- **Texto extraído**
+===+

1.8 A questão suscitada pelo Recorrente é a de saber se (a sentença fez correcto julgamento quando considerou que não) deveria ter sido conhecida imediatamente a reclamação da decisão do órgão da execução fiscal.
Contudo, como procuraremos demonstrar, previamente coloca-se a questão de saber se essa decisão é impugnável contenciosamente, o que passa por indagar se constitui acto lesivo dos direitos ou interesses legítimos do executado.
Ainda antes, impõe-se também uma nota quanto à admissibilidade do recurso em face do valor do processo.


*

2. FUNDAMENTAÇÃO

2.1 DE FACTO

2.1.1 A sentença recorrida efectuou o julgamento da matéria de facto nos seguintes termos:
«
1. Em 15/12/2012 a Reclamante foi citada para [a] execução fiscal n.º 2496201201044451 que contra ela corre termos nos SF de Vila Real, para pagar o montante de 265,69 € - doc. N.º 2 e confissão da Reclamante;

2. Em 17/12/2012 requereu o benefício do apoio judiciário nas modalidades de dispensa de taxa de justiça e demais encargos com o processo e de nomeação e pagamento da compensação de patrono – fls. 24;

3. Em 17/12/2012 deu conhecimento à AT desse seu pedido apresentado na Segurança Social, requerendo, simultaneamente, que fosse expressamente determinada a interrupção do prazo para deduzir oposição – doc. N.º 4 da PI;

4. Em 15/1/2013 o pedido de apoio judiciário foi indeferido liminarmente, conforme docs. N.º 5 e 6 da I, que aqui se dão por reproduzidos, com o seguinte destaque: «A requerente é pessoa colectiva com fins lucrativos e as pessoas colectivas com fins lucrativos (…) não têm direito a protecção jurídica, nos termos do n.º 3 do art. 7.º da Lei n.º 34/2004, de 29 de Junho, na redacção que lhe foi dada pela Lei 47/2007, de 28 de Agosto (…)»;

5. Em 29/1/2013 a Reclamante apresenta impugnação judicial desse indeferimento – doc. n.º 7 da PI;

6. Em 30/1/2013 a Reclamante deu conhecimento à AT de que tinha impugnado judicialmente o indeferimento do pedido de apoio judiciário e requereu, simultaneamente, a manutenção da interrupção do prazo para deduzir oposição – cfr. doc. n.º 8 da PI;

7. Em 6/2/2013 o Chefe [do Serviço] de Finanças de Vila Real, por delegação, indeferiu o pedido formulado pela Reclamante de manutenção de interrupção do prazo para deduzir oposição – cfr. últimas folhas do PA não numerado».

+===+

- **Tarefas**
- 1) Traduza para inglês esta frase do texto extraído: «Ainda antes, impõe-se também uma nota quanto à admissibilidade do recurso em face do valor do processo.»
- 2) Reproduza do texto extraído o trecho que vai de "Contudo, como procuraremos" a "legítimos do executado.".

- **Registos**
+===+

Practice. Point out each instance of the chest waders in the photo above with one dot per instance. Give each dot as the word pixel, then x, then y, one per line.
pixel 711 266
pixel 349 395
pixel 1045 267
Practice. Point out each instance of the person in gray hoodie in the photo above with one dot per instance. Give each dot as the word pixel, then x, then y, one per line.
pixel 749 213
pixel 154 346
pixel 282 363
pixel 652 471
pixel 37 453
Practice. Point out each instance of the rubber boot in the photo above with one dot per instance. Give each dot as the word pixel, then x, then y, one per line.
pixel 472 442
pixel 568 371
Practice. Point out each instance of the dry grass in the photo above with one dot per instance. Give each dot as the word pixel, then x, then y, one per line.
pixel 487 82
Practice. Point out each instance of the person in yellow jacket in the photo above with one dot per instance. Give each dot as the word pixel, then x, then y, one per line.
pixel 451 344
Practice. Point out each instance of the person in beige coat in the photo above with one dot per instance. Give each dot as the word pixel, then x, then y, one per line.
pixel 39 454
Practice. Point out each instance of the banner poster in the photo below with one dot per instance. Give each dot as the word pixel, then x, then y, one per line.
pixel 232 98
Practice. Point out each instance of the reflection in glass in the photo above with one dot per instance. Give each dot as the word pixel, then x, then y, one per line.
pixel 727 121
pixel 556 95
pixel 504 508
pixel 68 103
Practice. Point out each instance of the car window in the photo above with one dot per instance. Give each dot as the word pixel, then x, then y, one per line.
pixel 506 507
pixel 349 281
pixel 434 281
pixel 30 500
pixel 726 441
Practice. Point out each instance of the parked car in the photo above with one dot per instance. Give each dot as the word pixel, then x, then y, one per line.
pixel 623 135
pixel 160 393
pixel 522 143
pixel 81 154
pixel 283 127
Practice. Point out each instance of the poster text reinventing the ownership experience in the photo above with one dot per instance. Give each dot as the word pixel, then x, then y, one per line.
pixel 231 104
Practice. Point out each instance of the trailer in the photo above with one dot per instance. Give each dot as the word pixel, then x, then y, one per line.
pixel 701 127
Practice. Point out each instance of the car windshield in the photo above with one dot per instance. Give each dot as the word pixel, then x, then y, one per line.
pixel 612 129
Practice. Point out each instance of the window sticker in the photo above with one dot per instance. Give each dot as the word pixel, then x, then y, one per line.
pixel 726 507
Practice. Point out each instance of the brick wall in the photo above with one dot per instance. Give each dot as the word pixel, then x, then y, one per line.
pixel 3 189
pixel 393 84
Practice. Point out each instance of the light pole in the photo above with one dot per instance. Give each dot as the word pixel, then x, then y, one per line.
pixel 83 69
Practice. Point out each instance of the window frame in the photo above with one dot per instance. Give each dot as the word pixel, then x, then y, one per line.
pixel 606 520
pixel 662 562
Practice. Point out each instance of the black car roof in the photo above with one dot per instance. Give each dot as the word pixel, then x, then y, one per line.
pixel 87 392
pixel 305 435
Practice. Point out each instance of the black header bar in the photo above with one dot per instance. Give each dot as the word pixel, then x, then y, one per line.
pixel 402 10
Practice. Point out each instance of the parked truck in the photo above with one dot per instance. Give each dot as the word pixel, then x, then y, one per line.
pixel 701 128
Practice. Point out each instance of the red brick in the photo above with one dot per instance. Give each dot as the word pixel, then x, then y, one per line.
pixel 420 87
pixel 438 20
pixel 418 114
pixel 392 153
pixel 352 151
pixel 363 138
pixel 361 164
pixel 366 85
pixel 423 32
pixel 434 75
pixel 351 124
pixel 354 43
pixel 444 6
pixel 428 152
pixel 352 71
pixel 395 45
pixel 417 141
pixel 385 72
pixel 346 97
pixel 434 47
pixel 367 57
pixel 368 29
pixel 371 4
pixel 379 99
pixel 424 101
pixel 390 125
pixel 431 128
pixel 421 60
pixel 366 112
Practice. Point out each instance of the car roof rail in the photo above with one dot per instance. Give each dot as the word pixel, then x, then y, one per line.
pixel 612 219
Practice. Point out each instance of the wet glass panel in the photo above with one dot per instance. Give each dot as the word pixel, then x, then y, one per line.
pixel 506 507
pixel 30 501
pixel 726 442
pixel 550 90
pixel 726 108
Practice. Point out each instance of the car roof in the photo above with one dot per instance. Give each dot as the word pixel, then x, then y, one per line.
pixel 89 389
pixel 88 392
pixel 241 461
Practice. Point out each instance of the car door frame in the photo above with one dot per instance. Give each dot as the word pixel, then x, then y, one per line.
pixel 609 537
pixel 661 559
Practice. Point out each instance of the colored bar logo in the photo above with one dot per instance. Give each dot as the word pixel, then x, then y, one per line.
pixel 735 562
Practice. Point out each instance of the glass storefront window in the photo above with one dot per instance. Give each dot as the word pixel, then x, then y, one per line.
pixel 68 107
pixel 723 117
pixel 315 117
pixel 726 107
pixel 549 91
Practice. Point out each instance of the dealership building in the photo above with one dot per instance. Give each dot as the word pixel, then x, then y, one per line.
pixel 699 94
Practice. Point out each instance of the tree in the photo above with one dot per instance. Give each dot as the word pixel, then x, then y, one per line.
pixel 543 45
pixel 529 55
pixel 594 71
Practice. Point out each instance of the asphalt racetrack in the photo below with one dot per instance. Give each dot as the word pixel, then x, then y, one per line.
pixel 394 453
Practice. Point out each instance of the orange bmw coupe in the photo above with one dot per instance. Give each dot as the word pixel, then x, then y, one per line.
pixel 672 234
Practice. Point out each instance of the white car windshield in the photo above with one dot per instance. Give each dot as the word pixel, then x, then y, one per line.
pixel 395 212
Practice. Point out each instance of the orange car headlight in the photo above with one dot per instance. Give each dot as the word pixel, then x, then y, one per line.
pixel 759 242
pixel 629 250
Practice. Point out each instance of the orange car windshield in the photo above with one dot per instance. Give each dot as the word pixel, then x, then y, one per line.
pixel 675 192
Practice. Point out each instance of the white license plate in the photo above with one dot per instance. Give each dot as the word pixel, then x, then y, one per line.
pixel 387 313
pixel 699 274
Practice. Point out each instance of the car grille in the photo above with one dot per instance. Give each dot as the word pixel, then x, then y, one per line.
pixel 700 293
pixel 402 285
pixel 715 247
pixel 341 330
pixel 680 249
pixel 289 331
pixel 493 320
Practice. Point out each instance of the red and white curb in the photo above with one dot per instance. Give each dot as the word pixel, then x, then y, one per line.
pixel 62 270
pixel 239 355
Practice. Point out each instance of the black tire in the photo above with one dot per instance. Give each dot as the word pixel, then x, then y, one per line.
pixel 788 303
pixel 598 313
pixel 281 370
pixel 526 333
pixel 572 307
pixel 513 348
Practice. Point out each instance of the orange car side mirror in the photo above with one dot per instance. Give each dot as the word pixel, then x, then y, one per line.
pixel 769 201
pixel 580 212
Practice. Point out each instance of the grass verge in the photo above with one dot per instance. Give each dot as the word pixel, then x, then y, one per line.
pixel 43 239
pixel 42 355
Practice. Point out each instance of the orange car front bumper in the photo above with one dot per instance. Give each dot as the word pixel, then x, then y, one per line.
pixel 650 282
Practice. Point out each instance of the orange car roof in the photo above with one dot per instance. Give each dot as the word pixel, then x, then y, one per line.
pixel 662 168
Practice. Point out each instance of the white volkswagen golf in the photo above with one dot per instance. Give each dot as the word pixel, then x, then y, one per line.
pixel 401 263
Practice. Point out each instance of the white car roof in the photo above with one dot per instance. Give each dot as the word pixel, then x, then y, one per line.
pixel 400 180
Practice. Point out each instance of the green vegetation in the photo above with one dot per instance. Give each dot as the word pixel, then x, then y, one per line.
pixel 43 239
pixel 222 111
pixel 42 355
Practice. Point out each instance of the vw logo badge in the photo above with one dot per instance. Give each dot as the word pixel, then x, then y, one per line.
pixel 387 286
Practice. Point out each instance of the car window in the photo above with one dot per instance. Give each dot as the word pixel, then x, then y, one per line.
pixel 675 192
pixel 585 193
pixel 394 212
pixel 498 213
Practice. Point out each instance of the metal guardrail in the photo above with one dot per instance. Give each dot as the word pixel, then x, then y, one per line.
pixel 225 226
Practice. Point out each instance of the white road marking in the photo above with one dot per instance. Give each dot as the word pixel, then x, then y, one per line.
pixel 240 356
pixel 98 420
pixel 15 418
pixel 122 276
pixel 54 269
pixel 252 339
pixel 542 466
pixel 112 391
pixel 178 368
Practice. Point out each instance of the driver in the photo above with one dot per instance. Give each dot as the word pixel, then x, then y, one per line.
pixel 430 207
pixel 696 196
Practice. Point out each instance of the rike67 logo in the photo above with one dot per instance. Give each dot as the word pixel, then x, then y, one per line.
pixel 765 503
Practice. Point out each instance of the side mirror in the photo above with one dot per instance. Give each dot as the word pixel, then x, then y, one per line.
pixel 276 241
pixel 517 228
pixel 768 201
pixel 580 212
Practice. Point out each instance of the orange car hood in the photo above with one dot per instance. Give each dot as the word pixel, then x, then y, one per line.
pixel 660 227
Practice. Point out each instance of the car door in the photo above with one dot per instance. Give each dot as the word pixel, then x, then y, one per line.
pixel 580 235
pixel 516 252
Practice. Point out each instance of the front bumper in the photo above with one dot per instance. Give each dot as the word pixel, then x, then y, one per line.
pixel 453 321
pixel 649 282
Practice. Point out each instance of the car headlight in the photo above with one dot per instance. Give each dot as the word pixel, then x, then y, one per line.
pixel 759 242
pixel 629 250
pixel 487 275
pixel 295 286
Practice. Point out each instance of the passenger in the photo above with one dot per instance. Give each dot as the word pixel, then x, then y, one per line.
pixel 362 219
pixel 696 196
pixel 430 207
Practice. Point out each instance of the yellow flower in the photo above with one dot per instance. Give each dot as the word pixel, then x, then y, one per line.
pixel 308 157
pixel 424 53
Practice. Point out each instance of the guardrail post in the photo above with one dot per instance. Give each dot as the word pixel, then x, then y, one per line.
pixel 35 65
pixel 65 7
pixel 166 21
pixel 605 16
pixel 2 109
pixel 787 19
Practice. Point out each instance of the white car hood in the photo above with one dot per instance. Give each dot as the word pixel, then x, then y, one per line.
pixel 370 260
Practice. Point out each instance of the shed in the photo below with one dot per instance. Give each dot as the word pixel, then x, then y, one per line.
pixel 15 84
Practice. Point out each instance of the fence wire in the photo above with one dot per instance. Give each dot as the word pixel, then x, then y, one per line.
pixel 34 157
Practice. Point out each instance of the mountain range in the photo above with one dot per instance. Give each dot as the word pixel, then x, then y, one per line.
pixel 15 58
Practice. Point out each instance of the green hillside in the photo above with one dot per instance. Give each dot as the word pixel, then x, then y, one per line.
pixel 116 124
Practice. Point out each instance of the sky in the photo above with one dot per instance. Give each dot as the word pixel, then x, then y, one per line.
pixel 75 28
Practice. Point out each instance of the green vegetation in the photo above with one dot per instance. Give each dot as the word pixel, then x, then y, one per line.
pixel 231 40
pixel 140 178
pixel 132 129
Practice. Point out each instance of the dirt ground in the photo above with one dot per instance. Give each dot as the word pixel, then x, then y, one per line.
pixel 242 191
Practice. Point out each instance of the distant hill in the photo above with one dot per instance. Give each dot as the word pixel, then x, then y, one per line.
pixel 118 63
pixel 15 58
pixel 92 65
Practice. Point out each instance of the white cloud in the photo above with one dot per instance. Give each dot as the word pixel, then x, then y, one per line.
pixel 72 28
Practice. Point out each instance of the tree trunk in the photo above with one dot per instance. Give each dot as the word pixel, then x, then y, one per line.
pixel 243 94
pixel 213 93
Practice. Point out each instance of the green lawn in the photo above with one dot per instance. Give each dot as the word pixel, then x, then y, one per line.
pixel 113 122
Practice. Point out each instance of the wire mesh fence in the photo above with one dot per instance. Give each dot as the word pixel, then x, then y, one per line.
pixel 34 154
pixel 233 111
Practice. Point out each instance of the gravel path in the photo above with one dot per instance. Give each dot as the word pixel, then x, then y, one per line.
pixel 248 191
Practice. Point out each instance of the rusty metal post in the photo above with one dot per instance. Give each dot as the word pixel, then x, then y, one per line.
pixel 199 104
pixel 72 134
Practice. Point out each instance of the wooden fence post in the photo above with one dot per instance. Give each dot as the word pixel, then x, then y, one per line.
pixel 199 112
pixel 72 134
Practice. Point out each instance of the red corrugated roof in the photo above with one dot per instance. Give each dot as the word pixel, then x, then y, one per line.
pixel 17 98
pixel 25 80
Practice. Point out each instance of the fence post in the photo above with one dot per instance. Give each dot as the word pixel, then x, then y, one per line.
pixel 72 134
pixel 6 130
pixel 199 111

+===+

- **Respostas às tarefas**
- 1) Even before that, a note is also required regarding the admissibility of the appeal in view of the value of the case.

- 2)
Contudo, como procuraremos demonstrar, previamente coloca-se a questão de saber se essa decisão é impugnável contenciosamente, o que passa por indagar se constitui acto lesivo dos direitos ou interesses legítimos do executado.